(Requirements):
1 - Reproduce the passage on living in an occupied country word for word.
2 - Format the rows as a JSON list of strings, one string per line, starting with the line containing "Please point out the overcast" and continuing through the last of the rows. Leave out blank lines and include only these lines.

(Source document):
(begin)
Posted on 11/20/2012 3:00:28 PM PST by mojito

The sense of living in an occupied country has been growing on me for several decades now. I live in Canada, and am thus “a voice from America’s crazy attic” (Robertson Davies’ phrase, somewhat extended). I was born into a different kind of country. Yet all my life I have been watching the transformation, watching the politicians at work, watching the incremental social fallout, without fully grasping the extent.

[....]

I wonder how many Americans, on the morning of November 7th, got up feeling something terrible had happened. From a number of my Republican friends, I got this impression. It wasn’t the same as 2008, when they got up feeling they’d lost the election.

It was instead a feeling of being surrounded by people who don’t get the point, who didn’t grasp the stakes, who let something pass. The people had now voted explicitly to go over the “fiscal cliff,” to accept ObamaCare as a new way of life, with the destruction of Catholic institutions, etc.
(end)
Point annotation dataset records
(begin)
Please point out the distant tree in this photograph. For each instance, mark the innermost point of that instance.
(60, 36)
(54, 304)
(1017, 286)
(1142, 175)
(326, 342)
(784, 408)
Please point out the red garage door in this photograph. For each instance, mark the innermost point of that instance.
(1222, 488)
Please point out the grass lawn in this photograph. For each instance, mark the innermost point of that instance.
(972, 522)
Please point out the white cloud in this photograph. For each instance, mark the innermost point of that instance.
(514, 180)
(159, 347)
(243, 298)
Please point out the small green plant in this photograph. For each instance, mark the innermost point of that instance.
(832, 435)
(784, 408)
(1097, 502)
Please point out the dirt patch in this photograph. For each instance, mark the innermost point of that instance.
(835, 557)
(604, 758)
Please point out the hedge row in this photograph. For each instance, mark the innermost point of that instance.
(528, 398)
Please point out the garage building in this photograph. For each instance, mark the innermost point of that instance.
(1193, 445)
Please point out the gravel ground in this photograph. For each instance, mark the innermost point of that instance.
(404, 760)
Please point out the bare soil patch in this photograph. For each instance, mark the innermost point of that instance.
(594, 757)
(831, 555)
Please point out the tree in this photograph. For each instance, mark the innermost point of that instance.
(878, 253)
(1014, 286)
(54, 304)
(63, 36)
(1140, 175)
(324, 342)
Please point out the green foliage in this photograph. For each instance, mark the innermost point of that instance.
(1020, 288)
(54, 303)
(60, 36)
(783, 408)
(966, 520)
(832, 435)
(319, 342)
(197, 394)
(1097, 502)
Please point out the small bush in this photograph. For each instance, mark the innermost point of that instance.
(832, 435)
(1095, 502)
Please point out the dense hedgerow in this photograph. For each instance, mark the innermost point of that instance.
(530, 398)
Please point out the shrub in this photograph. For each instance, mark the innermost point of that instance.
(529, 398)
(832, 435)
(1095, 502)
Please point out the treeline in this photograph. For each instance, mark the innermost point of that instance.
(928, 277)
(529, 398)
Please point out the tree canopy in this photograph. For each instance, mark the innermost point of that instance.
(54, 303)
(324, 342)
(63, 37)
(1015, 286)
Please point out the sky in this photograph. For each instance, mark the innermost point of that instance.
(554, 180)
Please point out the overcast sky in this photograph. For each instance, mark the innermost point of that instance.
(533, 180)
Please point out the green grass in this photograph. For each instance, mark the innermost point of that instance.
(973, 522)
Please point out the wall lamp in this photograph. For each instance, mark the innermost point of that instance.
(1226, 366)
(end)
(Completed exercise):
1 -
Posted on 11/20/2012 3:00:28 PM PST by mojito

The sense of living in an occupied country has been growing on me for several decades now. I live in Canada, and am thus “a voice from America’s crazy attic” (Robertson Davies’ phrase, somewhat extended). I was born into a different kind of country. Yet all my life I have been watching the transformation, watching the politicians at work, watching the incremental social fallout, without fully grasping the extent.

[....]

I wonder how many Americans, on the morning of November 7th, got up feeling something terrible had happened. From a number of my Republican friends, I got this impression. It wasn’t the same as 2008, when they got up feeling they’d lost the election.

It was instead a feeling of being surrounded by people who don’t get the point, who didn’t grasp the stakes, who let something pass. The people had now voted explicitly to go over the “fiscal cliff,” to accept ObamaCare as a new way of life, with the destruction of Catholic institutions, etc.

2 -
[
  "Please point out the overcast sky in this photograph. For each instance, mark the innermost point of that instance.",
  "(533, 180)",
  "Please point out the green grass in this photograph. For each instance, mark the innermost point of that instance.",
  "(973, 522)",
  "Please point out the wall lamp in this photograph. For each instance, mark the innermost point of that instance.",
  "(1226, 366)"
]